> [Data for this task]
--------

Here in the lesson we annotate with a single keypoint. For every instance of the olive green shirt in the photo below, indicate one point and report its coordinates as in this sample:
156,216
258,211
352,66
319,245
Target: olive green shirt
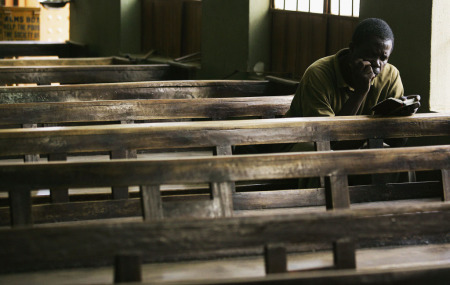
322,90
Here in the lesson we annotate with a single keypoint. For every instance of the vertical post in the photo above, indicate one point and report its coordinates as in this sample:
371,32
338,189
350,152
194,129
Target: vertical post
222,192
222,198
275,259
127,268
151,203
337,195
122,192
20,207
30,157
344,254
446,184
322,146
58,195
378,178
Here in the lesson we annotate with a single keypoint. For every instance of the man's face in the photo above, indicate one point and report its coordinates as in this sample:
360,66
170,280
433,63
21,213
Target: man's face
375,50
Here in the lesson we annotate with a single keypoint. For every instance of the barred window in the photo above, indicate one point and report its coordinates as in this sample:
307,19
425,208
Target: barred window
335,7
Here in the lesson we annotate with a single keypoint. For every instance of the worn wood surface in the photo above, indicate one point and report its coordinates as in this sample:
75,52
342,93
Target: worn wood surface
64,61
93,207
211,134
97,244
221,168
154,109
46,75
144,90
430,274
37,48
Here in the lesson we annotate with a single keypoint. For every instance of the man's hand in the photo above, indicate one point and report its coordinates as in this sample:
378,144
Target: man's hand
362,75
411,107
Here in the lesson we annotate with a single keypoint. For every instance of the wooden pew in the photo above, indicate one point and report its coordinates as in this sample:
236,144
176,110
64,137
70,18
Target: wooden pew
82,74
40,247
134,110
145,90
65,61
223,135
217,134
37,48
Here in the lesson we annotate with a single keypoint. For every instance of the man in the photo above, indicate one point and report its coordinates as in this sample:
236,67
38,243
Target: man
352,81
349,83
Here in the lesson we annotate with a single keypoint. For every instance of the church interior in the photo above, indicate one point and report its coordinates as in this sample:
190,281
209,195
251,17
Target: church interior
144,142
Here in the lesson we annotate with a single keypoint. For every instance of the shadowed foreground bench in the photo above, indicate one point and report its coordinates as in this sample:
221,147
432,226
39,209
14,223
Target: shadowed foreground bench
222,136
145,90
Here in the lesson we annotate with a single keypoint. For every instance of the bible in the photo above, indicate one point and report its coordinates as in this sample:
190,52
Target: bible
394,106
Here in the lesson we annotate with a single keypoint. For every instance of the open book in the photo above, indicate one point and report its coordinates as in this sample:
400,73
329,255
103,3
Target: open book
394,106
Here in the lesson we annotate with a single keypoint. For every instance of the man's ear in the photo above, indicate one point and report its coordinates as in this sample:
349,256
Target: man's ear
351,47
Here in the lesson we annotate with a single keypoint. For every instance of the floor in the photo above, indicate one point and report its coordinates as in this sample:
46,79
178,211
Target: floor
393,257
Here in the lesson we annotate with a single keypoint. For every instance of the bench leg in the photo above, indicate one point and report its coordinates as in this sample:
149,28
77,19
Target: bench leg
58,195
275,259
344,254
151,203
121,192
322,146
446,184
337,195
127,268
20,207
222,198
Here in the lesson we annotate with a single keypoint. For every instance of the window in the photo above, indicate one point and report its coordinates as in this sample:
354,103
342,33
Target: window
334,7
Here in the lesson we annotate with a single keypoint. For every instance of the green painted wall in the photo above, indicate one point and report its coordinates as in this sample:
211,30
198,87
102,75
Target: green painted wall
411,23
108,27
235,35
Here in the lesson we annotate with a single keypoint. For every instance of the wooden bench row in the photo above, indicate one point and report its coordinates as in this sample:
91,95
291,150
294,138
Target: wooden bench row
146,90
152,109
80,74
69,246
222,135
37,61
36,48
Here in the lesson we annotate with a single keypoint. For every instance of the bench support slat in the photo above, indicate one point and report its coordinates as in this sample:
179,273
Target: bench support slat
322,146
336,192
222,198
127,268
20,207
151,203
58,195
344,254
275,259
446,184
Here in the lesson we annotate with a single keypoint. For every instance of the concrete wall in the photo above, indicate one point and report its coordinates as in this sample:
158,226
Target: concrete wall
108,27
411,23
235,36
440,57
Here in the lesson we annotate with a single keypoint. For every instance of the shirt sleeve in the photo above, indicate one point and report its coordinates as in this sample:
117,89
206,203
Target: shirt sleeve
311,99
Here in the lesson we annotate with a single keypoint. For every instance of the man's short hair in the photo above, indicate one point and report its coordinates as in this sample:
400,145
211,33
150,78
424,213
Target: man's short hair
372,27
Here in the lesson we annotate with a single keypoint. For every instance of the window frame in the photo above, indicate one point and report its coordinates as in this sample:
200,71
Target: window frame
326,8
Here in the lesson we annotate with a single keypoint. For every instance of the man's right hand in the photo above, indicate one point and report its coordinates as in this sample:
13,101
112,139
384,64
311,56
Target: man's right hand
362,76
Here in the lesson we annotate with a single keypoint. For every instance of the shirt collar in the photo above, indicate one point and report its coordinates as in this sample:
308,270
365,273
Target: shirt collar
339,77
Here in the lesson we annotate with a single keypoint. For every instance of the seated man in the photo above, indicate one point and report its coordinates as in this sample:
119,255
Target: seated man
352,81
349,83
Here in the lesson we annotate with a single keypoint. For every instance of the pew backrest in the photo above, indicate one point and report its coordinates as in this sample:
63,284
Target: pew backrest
80,74
144,90
152,109
37,48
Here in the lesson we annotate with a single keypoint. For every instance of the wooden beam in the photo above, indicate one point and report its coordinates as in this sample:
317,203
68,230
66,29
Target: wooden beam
138,90
86,74
209,134
221,168
97,243
124,110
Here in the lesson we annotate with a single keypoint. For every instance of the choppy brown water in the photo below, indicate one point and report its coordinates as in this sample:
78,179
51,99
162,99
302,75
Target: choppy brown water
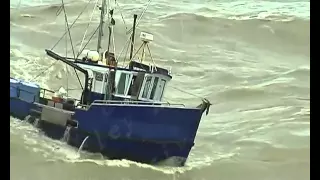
250,58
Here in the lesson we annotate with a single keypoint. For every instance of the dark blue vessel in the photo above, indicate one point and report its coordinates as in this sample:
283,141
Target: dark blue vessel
120,113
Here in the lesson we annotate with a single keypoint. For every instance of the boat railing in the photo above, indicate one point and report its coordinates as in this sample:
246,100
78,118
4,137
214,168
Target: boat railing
132,102
24,91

--------

> [Set exercise] In the copy, include no pictures; restate the listing above exactly.

> [Answer below]
Here in the lesson we annotate with a single keypoint. For every instance of the olive green shirt in the photo below, indicate one point and report its coordinates as in this sample:
156,216
258,211
352,66
319,245
Target: olive green shirt
322,90
Here in the lesson we annotate with a single keypoint. For every instance of the vertical post in the photo above, indicate one point and report its coordinates as in this sample:
371,32
338,189
350,152
194,129
Target: vertical post
222,192
222,198
275,259
127,268
151,203
337,195
122,192
20,207
30,157
344,254
446,184
322,146
58,195
378,178
Here in the lesson we annotate with a single keypoint. For every instance of the man's face in the photo above, indicate one point and report its coordinates as in this sample:
360,66
170,280
433,63
21,213
Target: man's face
375,50
Here in the lesson we annotate with a single keypoint. For every instance of the barred window in the photo above, indicate one point and report its coordinates as in this sample:
307,19
425,208
Target: barred window
335,7
Here in the lesson we annotate with a single keypoint. For every instance of the worn wood surface in the photo above, indicate one point and report its coordinates as in this sample:
75,52
342,93
Target: worn wood surface
64,61
93,207
211,134
97,244
221,168
154,109
46,75
144,90
430,274
37,48
Here in the lesson we annotate with a single keypoint. For every instance of the man's hand in the photo above, indicate one point and report its coordinates as in this sample:
378,144
Target: man's hand
362,75
411,107
Here in the lesson we annotate with a single keypoint. For every instance of the wooden pew in the photo above, indicate one point and report its coordinates as in this sample:
236,144
176,110
64,137
70,18
Target: wooden pew
82,74
40,247
134,110
145,90
65,61
223,135
217,134
37,48
Here in the lesson we annotate with a single keypoint. For every instance of the man in the photo above, indicate one point and report its coordinates as in this sample:
236,67
38,243
Target: man
352,81
349,83
Here in the lesson we annotate with a single keypoint. For every instance of the church interior in the photo above, indicate one point and report its coordinates as in this sample:
190,281
209,195
251,17
Target: church interior
144,142
Here in the lesson we annotate with a single keypoint. For every instance of the shadowed foreground bench in the photo above, indicate one point and report its coordinates as in this sample:
221,147
432,226
39,209
14,223
Target: shadowed foreground bench
222,136
145,90
Here in the lesson we annotate with a single keypoint. For every instance of the bible in the photo above, indicate one point and report its coordinates as in this sample:
190,52
Target: bible
394,106
Here in the lesson we annotate with a single keypoint. For every instance of the open book in the photo above, indicate one point and report its coordinates as in this sample:
400,73
329,255
103,3
Target: open book
394,106
Here in the lesson we annotate with a single keypoint. For every instance of the man's ear in the photo above, indicate one point and report its coordinates as in this sample:
349,256
Target: man's ear
351,47
Here in the lesson we annotate with a single keypoint. For every instance of the floor in the photo above, indicate one point and report its coordinates as in this sample:
46,79
178,211
Target: floor
393,257
Here in the lesson we annotate with a single keypoint. For every instance of the bench leg in the photo above, indicate one point and report its coordinates as in this sample:
149,28
77,19
Target: bench leg
58,195
275,259
344,254
151,203
121,192
322,146
446,184
337,195
127,268
20,207
222,198
Here in the lesson we annotate with a single keypoint. For every instance of the window in the photo above, indicate one point and report its coordinates as in this sample:
354,103
342,33
Target: window
334,7
Here in the lesson we annotate with a single keypoint. For every instance of the green painted wall in the photo above, indicate one point and report its coordinates as in this sample:
211,30
198,87
102,75
Target: green painted wall
411,23
108,27
235,35
Here in the lesson we annotate with a single keypoint. For every instance of the wooden bench row in the photo above, indicate one point and report its coordinates as in this sample:
91,95
291,150
294,138
Target: wooden bench row
146,90
152,109
80,74
69,246
222,135
37,61
36,48
Here in the lesson we annotate with a single keypoint. For every instance of the bench support slat in the photo above, indicate one point and report its coordinates as in this sample:
179,273
Target: bench support slat
322,146
336,192
222,198
127,268
20,207
151,203
58,195
344,254
275,259
446,184
Here in the lesson we annotate with a single keypoint. For every instance of the concrete wall in the photo above, indicate one point and report its coordinates as in this sample:
158,226
Target: concrete wall
108,27
411,23
235,36
440,57
Here in the lesson we annotate with a single keypoint. For every instance of the shirt sleeve in the photo above, indicate one point and report its coordinates as in this sample:
117,89
206,203
Target: shirt sleeve
311,99
Here in the lesson we annotate with a single keypoint. For every instance of the man's short hair in the photo above, indicate one point and report its coordinates as in this sample:
400,145
211,33
150,78
424,213
Target: man's short hair
372,27
Here in the lesson we annotate with a single keypoint. For every instance of the window frame in the photo above, indicate one point and report its coordinates as in this sample:
200,71
Target: window frame
326,8
Here in the lesson we annotate with a single keypoint. For every instance of the man's right hand in the photo above, indicate one point and report its coordinates as in this sample:
13,101
112,139
384,64
311,56
Target: man's right hand
362,76
Here in the lesson we annotate with a single keypoint. For every instance of the shirt collar in the photo above, indicate one point and report its coordinates as in this sample:
308,270
365,273
Target: shirt collar
339,77
Here in the lesson we annotate with a single keypoint. For every instance of the seated man in the photo above, indicate one point and report its coordinates as in this sample:
119,255
Target: seated man
352,81
349,83
Here in the lesson we annotate with a single keypoint. For every instance of the pew backrest in the photo above, indicate one point and report its coordinates as in this sample:
63,284
Target: pew backrest
80,74
144,90
152,109
37,48
Here in the lesson we annotate with a single keypoint. For every instance of the wooden beam in the photo above, indicate one point and report its coordinates as in this sample:
317,203
68,230
66,29
Target: wooden beam
138,90
86,74
209,134
221,168
97,243
124,110
Here in the lesson we annotate with a single keypoint. For every instance of the choppy brown water in the photo below, indicate one point and report its coordinates as in this sample:
78,179
51,99
162,99
302,75
Target: choppy brown water
250,58
Here in the lesson we annotate with a single keypoint. For every instance of the dark blue vessel in the photo above, indicate one point and report its coordinates as in this sample:
283,141
Target: dark blue vessel
120,113
Here in the lesson we annotate with a single keypoint. For every instance of the boat railing in the photo above, indicate one point and report its coordinates as in this sample:
246,100
78,118
4,137
214,168
Target: boat railing
132,102
24,91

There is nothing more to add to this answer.